Copy the lines below word for word, from the first one through the line that contains "xmin=124 ymin=0 xmax=640 ymax=171", and include that line.
┌─ Given records
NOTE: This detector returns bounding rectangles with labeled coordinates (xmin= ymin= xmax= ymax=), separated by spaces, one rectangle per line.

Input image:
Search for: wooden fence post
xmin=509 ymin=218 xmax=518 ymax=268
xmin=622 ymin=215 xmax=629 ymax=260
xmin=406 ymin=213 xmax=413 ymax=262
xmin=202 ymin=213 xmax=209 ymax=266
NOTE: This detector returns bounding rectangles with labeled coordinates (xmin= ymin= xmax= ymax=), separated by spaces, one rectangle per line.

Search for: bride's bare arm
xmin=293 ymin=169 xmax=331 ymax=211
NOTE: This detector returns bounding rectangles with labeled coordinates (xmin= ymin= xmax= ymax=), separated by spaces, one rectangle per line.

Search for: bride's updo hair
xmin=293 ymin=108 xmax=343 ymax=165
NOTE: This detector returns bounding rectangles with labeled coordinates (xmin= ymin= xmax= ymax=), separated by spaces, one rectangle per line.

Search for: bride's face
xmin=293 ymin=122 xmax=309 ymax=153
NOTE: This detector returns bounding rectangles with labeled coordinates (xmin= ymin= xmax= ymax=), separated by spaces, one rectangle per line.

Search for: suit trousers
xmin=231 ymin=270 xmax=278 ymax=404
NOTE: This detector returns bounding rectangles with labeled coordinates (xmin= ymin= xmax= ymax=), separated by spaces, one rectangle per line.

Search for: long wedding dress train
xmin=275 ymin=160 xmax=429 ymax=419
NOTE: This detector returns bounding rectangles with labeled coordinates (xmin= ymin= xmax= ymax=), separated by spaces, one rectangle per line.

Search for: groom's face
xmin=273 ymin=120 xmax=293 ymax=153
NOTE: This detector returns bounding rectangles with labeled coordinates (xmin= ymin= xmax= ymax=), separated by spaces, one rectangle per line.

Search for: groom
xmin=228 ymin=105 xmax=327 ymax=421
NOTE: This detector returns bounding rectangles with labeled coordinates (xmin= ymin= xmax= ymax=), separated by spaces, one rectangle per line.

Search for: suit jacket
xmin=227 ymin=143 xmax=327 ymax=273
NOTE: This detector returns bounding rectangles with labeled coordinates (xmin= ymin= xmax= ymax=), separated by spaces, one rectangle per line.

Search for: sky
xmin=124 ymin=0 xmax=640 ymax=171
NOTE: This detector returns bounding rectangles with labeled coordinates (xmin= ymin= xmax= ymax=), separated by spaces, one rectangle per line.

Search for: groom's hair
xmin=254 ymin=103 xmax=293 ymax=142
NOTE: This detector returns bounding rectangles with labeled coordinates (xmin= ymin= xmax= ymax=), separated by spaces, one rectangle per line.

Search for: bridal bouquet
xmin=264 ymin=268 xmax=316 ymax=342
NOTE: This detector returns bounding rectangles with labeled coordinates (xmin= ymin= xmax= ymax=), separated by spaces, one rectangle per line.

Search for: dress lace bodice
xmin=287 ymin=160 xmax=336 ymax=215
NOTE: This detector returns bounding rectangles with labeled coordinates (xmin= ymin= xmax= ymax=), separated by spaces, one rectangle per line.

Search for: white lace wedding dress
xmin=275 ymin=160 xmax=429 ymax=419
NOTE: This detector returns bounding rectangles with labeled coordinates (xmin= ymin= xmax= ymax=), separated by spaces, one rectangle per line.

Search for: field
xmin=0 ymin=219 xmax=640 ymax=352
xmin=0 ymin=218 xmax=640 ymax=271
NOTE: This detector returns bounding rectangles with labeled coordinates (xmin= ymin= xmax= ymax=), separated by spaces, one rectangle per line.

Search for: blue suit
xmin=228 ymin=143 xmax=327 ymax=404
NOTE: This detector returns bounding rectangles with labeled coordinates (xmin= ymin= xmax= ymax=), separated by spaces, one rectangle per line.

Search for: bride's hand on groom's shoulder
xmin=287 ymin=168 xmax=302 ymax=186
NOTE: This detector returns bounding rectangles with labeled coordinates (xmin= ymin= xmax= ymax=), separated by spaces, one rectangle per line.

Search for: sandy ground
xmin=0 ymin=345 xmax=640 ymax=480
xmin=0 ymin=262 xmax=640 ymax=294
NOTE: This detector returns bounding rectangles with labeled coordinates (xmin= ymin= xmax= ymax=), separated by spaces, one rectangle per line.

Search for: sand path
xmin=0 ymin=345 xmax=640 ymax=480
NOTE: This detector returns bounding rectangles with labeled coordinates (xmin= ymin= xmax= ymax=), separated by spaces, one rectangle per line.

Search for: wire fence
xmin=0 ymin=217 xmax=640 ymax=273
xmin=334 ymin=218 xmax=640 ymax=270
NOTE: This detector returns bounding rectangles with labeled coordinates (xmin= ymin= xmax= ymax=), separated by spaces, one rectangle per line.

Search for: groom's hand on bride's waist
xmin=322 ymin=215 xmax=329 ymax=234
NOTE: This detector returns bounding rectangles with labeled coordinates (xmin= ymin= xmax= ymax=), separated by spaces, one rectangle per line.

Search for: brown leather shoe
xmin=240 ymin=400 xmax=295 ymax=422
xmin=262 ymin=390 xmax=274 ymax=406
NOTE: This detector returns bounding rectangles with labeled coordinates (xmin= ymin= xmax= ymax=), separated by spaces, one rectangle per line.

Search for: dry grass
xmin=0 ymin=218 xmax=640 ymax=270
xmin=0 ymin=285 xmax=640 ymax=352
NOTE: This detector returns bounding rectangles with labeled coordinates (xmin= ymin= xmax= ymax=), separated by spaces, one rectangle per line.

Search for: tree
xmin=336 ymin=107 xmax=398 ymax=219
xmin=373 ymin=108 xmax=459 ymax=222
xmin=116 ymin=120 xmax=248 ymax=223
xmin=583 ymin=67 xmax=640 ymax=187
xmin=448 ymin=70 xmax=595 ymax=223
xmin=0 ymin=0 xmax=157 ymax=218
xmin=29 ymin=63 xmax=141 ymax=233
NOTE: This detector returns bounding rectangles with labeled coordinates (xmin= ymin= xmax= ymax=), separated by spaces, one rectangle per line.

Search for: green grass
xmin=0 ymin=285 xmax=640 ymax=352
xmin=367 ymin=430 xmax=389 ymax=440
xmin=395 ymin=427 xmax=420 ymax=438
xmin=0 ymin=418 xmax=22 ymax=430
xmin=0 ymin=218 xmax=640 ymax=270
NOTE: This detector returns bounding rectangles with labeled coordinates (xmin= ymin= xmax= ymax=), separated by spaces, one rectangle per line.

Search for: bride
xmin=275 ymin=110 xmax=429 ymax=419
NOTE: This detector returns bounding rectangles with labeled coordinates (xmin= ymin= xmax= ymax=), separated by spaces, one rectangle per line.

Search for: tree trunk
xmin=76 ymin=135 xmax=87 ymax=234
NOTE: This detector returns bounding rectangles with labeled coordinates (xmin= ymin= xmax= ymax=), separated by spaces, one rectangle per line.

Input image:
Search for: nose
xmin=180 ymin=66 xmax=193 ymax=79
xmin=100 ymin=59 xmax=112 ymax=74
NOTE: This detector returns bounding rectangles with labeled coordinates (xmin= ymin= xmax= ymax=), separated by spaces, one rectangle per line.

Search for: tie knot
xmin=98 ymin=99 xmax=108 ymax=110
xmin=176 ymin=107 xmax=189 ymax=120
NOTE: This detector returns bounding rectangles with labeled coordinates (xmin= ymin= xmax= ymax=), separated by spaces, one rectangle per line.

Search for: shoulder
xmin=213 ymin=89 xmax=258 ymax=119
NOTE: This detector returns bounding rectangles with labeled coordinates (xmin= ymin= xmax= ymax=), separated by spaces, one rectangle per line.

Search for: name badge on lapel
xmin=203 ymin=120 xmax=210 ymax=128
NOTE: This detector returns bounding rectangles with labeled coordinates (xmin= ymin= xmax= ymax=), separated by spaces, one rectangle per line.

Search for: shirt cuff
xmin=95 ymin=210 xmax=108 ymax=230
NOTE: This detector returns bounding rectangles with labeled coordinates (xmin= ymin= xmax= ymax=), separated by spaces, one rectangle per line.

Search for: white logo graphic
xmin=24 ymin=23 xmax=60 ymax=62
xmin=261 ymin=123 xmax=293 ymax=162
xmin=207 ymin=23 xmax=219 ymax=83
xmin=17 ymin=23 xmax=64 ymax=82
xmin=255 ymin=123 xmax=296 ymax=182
└─
Task response:
NOTE: This detector returns bounding rectangles with labeled coordinates (xmin= ymin= xmax= ymax=), separated by spaces, one rectangle per line.

Input image:
Search for: wooden fence post
xmin=509 ymin=218 xmax=518 ymax=268
xmin=622 ymin=215 xmax=629 ymax=260
xmin=406 ymin=213 xmax=413 ymax=262
xmin=202 ymin=213 xmax=209 ymax=266
NOTE: This detector returns bounding rectangles with labeled coordinates (xmin= ymin= xmax= ymax=), separated by spaces, one rectangle per line.

Search for: bride's bare arm
xmin=293 ymin=169 xmax=331 ymax=211
NOTE: This detector returns bounding rectangles with labeled coordinates (xmin= ymin= xmax= ymax=), separated by spaces, one rectangle per line.

Search for: bride's updo hair
xmin=293 ymin=108 xmax=343 ymax=165
NOTE: This detector returns bounding rectangles with labeled coordinates (xmin= ymin= xmax= ymax=), separated by spaces, one rectangle per line.

Search for: bride's face
xmin=293 ymin=122 xmax=309 ymax=153
NOTE: This detector returns bounding rectangles with labeled coordinates (xmin= ymin= xmax= ymax=), separated by spaces, one rectangle per line.

Search for: suit trousers
xmin=231 ymin=270 xmax=278 ymax=404
NOTE: This detector returns bounding rectangles with labeled coordinates (xmin= ymin= xmax= ymax=), separated by spaces, one rectangle per line.

Search for: long wedding dress train
xmin=275 ymin=160 xmax=429 ymax=419
NOTE: This detector returns bounding rectangles with labeled coordinates (xmin= ymin= xmax= ymax=), separated by spaces, one rectangle per line.

Search for: groom's face
xmin=273 ymin=120 xmax=293 ymax=153
NOTE: This detector returns bounding rectangles with labeled coordinates (xmin= ymin= xmax= ymax=), separated by spaces, one rectangle per line.

Search for: groom
xmin=228 ymin=105 xmax=327 ymax=421
NOTE: This detector returns bounding rectangles with labeled coordinates (xmin= ymin= xmax= ymax=), separated by spaces, one rectangle per line.

Search for: suit jacket
xmin=227 ymin=143 xmax=327 ymax=273
NOTE: This detector returns bounding rectangles with labeled coordinates (xmin= ymin= xmax= ymax=), separated by spaces, one rectangle per line.

Search for: sky
xmin=124 ymin=0 xmax=640 ymax=171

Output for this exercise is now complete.